Top of Recorded information
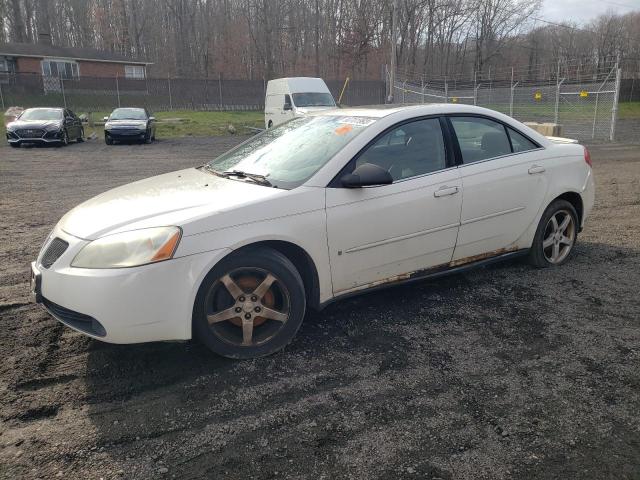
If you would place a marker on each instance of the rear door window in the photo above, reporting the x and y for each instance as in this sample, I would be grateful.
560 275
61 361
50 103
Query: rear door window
480 138
519 142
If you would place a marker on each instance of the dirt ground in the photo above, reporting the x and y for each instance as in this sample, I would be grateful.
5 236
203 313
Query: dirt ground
504 372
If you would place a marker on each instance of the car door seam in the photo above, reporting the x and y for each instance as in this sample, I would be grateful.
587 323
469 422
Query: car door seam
401 237
491 215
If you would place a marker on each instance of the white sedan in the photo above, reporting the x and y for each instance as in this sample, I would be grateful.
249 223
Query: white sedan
319 208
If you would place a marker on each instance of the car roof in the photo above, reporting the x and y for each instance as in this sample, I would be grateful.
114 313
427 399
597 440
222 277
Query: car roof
380 111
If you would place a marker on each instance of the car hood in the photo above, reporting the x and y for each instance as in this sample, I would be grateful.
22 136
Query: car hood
175 198
125 123
19 124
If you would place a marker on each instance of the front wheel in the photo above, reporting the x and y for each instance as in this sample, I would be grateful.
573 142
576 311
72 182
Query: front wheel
250 305
556 235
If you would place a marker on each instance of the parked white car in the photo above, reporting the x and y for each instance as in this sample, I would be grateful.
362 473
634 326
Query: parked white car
322 207
288 98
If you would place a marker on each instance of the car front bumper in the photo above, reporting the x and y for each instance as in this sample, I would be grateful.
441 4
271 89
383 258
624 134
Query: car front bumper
125 134
49 137
122 305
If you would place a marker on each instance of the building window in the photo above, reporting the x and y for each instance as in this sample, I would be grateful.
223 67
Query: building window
134 71
60 68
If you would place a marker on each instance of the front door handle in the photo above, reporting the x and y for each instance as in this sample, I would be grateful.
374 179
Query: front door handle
536 169
445 190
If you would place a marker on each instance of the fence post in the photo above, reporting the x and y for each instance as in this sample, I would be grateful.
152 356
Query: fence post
475 89
556 115
614 110
220 88
118 91
511 96
64 96
446 90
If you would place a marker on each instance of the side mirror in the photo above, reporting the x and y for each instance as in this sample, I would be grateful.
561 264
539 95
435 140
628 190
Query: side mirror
367 175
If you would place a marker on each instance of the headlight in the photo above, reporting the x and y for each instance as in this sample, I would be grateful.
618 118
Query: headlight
129 249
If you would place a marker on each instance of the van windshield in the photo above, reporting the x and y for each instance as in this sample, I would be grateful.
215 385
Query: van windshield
289 154
313 99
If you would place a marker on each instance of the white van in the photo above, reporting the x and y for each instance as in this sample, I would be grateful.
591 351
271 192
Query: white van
293 97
Bottom of Recorded information
> [Task instructions]: What you return must match the data above exactly, with no images included.

> [Completed task]:
If you would place a marker on each instance of the rear door window in the photo above, reporting the x and y for each instance as in this sample, I would be grateful.
560 275
61 361
50 103
Query: rear door window
480 138
519 142
If you would place a marker on each instance of the dirt ground in the photo above, reporting the x and y for each instance as in this sample, I would be grateful.
5 236
203 313
Query: dirt ground
504 372
If you would place a marker on each instance of the car door seam in the photo above, reporting the x and y for each instance as in this sample, I would be grateful.
587 323
469 422
Query: car door seam
401 237
491 215
If you would place a marker on each instance of the white sedan in the photo above, reporting the x and y for each instance as in this sample, I would be grateful.
249 223
Query: white sedan
319 208
If you would place a marker on each instance of the car roof in the photo above, reporting the x and y for each instance as in this sample, I would be grateful.
114 313
427 399
597 440
222 277
Query: car roof
380 111
If you would place a marker on each instance of the car hood in the photo above, reporting the x and y for each instance as in this sample, I would be grateful.
22 136
Query: car hood
175 198
125 123
19 124
If you would place a marker on each instance of the front wheel in the photo above, reporting the x and y for each instance as in this sample, I would be grateful.
573 142
576 311
72 182
Query: front wheel
250 305
556 235
If you would place a marker on each instance of the parked white car in the photo above, reporting the x and y for each instance as in this sample, I would be grateful.
362 473
634 326
Query: parked white car
322 207
288 98
If you would place a marker on each instance of the car front bumper in the photo above, reporting the x and y for each instance as in this sample, I would be grateful.
441 4
271 89
383 258
624 134
Query: car front bumper
125 134
49 137
122 305
If you would place a marker on each instance of the building window in the photo above, reporting the x and y for each instance as in this sample, I would be grateful.
223 67
Query: building window
134 71
60 68
If you would place a marker on each instance of the front door handle in the photo above, reporting the x and y for each instance as in this sample, I would be grateful.
374 179
Query: front door handle
536 169
445 190
If you would place a marker on each instance of the fence post in the photo above, reporting the x and y for each instance as in this sample, I would be grateful.
152 356
Query: fence post
475 89
556 115
614 110
220 88
118 91
511 96
64 96
446 90
If you would place a marker on each instance of the side mirror in the photo above, reporting the x and y for each instance as in this sample, I would be grateful.
561 264
539 95
435 140
628 190
Query: side mirror
367 175
If you would place a marker on each instance of the headlight in the photo above, reporting the x and y for each instance as in this sample, I would be grateful.
618 118
Query: headlight
129 249
If you would place a marker on each instance of the van windshield in the photo above, reporting the x and y for each instance as in this sample, I would be grateful.
215 385
Query: van windshield
289 154
313 99
If you would place a marker on each instance of the white van in the photo above, reporting the x and y for each instance as in this sample, I would be grateful.
591 351
271 192
Query: white van
293 97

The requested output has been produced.